##### Provided information

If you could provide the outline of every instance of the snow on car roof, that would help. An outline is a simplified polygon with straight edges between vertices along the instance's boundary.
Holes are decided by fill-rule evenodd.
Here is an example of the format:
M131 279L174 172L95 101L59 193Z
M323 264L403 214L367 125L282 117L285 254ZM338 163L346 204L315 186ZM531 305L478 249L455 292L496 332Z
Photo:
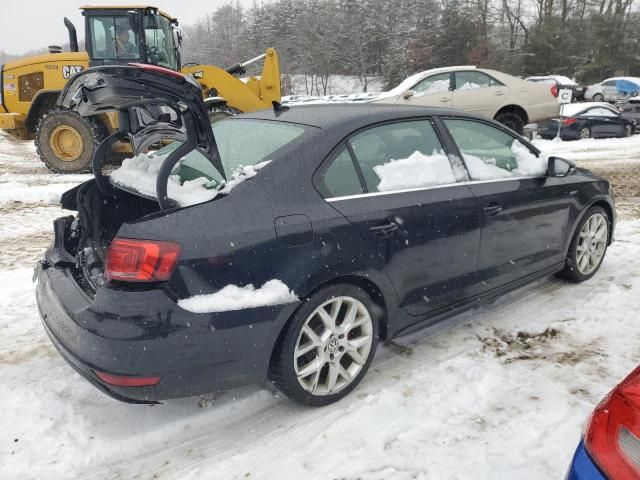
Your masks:
M604 107L611 111L616 111L616 109L607 102L567 103L562 107L562 116L572 117L592 107Z
M383 92L382 94L380 94L380 97L394 97L397 95L402 95L420 80L428 77L429 75L433 75L434 73L445 73L454 70L469 70L472 68L475 69L475 65L458 65L455 67L432 68L430 70L424 70L422 72L414 73L413 75L405 78L402 82L400 82L397 87L392 88L388 92Z
M638 85L640 85L640 78L639 77L611 77L611 78L604 79L600 83L608 82L610 80L626 80L628 82L633 82L633 83L637 83Z
M555 80L561 85L578 85L575 81L571 80L569 77L565 77L564 75L538 75L525 78L525 80L528 81L540 81L547 79Z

##########

- **Exercise requirements**: Copy the entries word for word, starting at the first line and ending at the line containing "Here is an example".

- **The output**:
If you could provide the outline of every instance of the snow on car roof, that would help. An outline is a simplified polygon with straight edges between vertices along the instance's boundary.
Holes are decided by fill-rule evenodd.
Here is an example of the format:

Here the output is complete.